Challenge A
According to the post about being a scanner, who first coined the word "Scanner," and in what decade?
Challenge B
From the post about being a scanner, write out the part that opens with the words containing "But I didn’t." and closes with "it was true.".

— Start of Article —

If you’ve not heard of the two terms ‘Scanner’, ‘Multipotentialite’ before they describe a person who pursues many interests and creative pursuits. Or as the term ‘jack of all trades, master of none’ which is bandied about when someone doesn’t appear to stick to one particular job or interest. Personally, I prefer the term ‘Renaissance people’. Think of the Leonardo Da Vinci’s, Thomas Edison and more who in centuries past pursued many interests and nobody blinked an eye.
While I wouldn’t be of such grandiose of character to put myself in the same league as the great inventors and creatives above, they do give some reference point to how scanners, aka multipotentialites, operate in today’s society that places emphasis on specialism and where having multiple interests are more often than not, frowned upon.
The origins of the Scanner and Multipotentialite?
Barbara Sher is the lady who initially coined the word Scanner back in the 90’s. As Emilie Wapnick’s TED Talk says, in true scanner style, we can’t settle one defining term to describe ourselves. Wapnik came up the millennial take on the scanner term, using ‘Multipotentialite’ to describe a scanner. Whichever you identify with both terms describe a person who has many interests and creative pursuits.
In this post, I talk about the challenges being a scanner has presented and how I finally feel like l am finding my path – thanks to discovering those who have travelled the road before me.
Discovering I was a Scanner
It all came to a head when I went to work for the BBC in London back in 2009/2010.
Imagine, dream job, dream opportunity and chance to make a career at last.
But I didn’t.
It was when a manager turned around and said something along the lines of “from people like you who want my job” that I realised a) that is what I’d been pursuing b) in that same moment that it wasn’t something I actually wanted at all. As one of the career coaches who worked with us trainees said, “the BBC’s not for you, Steph”.
Ouch! That stung – because it was true.
I do not thrive in hierarchy or with organisational politics. I’m too creative, too driven and I challenge the status quo far more often than not.
Being told this, while it hurt, was actually one the most freeing and perceptive things someone has said to me, though I didn’t see it like that at the time.
Upon returning to my native North East, I was at a loss with what I wanted to do with myself. It was only when I stumbled across a book on the shelf of the library job I had returned to that pieces of the jigsaw puzzle started to fall into place. The life-changing book was ‘What do I do when I want to do everything?’ by the wonderful Barbara Sher.

— End of Article —
— Start of Extracted entries —

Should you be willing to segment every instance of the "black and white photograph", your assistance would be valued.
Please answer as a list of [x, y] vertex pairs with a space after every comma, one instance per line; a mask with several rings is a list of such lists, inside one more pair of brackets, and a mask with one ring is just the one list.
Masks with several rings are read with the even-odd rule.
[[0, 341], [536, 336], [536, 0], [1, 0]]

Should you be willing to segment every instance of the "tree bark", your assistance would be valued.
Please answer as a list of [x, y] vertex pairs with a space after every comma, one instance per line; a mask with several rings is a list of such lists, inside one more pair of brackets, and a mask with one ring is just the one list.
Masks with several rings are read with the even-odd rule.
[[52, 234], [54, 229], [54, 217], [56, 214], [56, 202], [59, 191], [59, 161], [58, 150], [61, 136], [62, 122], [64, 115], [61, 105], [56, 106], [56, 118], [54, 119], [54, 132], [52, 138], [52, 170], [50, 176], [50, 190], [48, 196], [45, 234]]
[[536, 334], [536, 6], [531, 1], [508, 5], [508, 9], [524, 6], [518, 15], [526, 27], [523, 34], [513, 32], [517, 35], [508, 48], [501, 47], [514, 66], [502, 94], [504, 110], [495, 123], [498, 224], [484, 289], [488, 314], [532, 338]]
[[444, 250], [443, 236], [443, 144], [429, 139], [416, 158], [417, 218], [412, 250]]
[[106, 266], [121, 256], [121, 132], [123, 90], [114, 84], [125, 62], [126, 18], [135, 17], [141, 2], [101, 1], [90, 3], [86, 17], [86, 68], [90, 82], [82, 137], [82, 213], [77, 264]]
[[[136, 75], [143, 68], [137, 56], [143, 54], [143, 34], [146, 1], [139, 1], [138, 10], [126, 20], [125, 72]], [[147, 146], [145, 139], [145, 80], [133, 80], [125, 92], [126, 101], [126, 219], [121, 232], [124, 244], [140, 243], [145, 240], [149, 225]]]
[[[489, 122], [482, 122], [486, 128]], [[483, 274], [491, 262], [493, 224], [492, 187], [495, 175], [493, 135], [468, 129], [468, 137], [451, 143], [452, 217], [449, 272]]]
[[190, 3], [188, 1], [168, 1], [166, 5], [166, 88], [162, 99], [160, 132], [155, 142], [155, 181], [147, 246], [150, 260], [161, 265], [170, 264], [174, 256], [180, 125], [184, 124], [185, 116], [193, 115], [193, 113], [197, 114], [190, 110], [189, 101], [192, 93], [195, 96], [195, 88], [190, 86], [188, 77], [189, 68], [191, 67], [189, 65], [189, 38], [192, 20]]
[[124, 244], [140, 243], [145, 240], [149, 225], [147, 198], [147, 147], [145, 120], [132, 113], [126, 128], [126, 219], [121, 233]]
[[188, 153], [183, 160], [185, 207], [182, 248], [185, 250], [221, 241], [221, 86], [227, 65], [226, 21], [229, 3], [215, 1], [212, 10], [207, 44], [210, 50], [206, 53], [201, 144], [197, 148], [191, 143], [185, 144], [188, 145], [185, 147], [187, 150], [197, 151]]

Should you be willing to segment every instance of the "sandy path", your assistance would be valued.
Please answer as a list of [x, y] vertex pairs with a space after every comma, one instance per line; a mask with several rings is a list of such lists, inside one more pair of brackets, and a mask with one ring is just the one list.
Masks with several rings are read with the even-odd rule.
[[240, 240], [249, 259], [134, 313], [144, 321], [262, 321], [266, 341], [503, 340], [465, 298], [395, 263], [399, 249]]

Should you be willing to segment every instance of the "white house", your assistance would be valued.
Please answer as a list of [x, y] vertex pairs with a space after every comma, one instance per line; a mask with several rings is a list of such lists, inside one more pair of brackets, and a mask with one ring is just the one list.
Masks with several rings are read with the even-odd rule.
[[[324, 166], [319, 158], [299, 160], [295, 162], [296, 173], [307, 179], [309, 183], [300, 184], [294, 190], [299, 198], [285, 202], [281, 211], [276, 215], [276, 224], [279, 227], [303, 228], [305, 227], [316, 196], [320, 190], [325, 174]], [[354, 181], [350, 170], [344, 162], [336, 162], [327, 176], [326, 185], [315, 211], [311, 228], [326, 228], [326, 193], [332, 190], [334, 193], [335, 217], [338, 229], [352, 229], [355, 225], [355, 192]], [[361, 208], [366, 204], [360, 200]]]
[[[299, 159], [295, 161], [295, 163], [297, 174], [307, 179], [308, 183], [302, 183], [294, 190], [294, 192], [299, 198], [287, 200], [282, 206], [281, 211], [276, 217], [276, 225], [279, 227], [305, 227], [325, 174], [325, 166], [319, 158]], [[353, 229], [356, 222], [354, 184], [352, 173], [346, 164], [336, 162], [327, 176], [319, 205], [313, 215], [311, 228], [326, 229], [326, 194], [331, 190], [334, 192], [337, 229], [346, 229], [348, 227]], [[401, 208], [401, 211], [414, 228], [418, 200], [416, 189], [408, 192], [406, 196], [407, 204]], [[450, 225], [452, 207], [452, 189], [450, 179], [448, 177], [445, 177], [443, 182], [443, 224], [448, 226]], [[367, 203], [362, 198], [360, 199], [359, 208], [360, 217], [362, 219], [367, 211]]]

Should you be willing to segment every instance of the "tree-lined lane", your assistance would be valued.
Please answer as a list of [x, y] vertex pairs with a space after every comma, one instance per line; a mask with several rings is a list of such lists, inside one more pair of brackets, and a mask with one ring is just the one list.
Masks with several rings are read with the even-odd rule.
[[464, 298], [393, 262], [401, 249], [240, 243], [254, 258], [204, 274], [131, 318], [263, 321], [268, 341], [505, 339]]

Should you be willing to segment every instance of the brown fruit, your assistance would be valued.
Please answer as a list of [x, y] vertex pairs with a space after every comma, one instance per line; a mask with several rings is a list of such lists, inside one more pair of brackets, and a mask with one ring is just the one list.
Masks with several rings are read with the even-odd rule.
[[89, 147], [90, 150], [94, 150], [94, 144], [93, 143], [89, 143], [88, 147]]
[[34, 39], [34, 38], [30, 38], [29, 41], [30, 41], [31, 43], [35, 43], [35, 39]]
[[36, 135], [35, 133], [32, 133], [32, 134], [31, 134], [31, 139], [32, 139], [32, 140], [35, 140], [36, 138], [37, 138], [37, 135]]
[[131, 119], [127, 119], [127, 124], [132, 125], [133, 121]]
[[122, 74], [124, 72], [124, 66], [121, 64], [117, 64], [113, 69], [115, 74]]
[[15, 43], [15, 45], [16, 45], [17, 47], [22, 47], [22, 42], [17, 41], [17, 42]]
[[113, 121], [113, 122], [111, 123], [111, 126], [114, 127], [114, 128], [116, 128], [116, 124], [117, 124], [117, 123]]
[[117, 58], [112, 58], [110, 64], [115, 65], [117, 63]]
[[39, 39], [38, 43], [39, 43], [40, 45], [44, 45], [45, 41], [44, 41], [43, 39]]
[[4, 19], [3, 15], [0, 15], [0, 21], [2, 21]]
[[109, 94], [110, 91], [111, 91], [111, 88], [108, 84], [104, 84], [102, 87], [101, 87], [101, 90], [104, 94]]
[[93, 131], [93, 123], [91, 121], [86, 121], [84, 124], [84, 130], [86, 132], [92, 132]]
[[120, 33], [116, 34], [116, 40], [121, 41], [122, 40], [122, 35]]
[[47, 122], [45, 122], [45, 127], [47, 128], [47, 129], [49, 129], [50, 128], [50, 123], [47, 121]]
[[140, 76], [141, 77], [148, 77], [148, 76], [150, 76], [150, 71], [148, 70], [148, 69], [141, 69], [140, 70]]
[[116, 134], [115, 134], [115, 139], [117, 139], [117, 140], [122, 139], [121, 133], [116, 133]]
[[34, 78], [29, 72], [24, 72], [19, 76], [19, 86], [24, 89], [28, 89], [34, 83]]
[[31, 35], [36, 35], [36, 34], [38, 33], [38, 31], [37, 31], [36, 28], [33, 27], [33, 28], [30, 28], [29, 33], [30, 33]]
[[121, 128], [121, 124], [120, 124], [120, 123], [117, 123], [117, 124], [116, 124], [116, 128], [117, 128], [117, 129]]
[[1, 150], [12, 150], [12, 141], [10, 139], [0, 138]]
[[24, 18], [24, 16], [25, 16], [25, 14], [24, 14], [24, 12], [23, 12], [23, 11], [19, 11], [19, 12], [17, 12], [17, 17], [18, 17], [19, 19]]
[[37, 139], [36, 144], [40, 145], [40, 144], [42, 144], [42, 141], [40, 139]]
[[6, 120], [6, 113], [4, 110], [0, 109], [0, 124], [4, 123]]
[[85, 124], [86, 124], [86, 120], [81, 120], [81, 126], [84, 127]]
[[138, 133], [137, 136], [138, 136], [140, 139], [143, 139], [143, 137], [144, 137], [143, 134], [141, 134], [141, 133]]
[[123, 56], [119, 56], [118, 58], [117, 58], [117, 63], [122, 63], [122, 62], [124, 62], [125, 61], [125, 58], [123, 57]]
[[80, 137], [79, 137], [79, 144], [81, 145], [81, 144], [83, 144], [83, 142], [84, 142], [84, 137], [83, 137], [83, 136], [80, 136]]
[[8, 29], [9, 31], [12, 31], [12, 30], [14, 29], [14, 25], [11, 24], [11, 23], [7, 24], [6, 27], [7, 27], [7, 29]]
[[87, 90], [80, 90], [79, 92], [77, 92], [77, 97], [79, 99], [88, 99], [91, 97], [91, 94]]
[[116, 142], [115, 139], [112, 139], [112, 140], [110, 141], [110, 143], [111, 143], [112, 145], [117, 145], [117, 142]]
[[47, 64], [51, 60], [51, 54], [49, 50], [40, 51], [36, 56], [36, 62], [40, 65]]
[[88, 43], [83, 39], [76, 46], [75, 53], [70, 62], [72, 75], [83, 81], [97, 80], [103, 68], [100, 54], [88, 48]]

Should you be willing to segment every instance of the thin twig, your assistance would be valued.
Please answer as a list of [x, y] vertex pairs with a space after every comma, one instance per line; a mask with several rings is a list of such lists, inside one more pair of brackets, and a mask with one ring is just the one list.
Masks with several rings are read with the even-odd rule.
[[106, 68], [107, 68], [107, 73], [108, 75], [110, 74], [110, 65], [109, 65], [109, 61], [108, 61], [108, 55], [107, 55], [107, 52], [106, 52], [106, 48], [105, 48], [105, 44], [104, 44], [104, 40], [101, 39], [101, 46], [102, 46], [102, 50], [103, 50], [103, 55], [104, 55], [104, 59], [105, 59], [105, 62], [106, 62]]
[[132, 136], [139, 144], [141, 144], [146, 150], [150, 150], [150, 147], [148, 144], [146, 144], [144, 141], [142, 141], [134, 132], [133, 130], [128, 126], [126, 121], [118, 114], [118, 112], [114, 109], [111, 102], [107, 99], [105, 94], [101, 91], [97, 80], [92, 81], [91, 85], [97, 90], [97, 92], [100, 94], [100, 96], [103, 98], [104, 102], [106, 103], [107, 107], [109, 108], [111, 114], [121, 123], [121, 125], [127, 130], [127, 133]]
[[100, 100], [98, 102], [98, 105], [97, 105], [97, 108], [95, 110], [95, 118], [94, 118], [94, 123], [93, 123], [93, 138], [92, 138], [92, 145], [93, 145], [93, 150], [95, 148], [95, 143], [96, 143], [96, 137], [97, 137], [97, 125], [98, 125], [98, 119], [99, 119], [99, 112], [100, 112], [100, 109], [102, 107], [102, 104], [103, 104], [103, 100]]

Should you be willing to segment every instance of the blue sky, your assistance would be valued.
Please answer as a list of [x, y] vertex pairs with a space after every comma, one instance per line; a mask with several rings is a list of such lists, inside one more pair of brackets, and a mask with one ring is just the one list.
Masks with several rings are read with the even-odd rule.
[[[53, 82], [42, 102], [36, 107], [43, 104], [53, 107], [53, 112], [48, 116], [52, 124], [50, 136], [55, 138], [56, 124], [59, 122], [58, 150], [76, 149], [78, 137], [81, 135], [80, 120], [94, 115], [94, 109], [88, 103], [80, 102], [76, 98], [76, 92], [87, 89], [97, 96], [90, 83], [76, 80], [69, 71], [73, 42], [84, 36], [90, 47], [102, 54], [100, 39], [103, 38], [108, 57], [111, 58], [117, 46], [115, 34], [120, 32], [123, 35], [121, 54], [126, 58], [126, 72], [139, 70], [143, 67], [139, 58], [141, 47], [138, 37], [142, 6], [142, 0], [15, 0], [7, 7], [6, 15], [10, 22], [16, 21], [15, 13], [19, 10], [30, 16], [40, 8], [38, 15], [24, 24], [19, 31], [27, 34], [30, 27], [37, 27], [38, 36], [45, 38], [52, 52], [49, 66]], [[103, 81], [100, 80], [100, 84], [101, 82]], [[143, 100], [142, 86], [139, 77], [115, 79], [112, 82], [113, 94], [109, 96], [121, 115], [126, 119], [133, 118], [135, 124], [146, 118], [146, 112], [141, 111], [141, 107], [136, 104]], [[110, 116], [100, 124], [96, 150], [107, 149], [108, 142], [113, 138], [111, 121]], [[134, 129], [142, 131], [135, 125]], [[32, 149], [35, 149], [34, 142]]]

— End of Extracted entries —

Written reply A
Barbara Sher, in the 90's.

Written reply B
But I didn’t.
It was when a manager turned around and said something along the lines of “from people like you who want my job” that I realised a) that is what I’d been pursuing b) in that same moment that it wasn’t something I actually wanted at all. As one of the career coaches who worked with us trainees said, “the BBC’s not for you, Steph”.
Ouch! That stung – because it was true.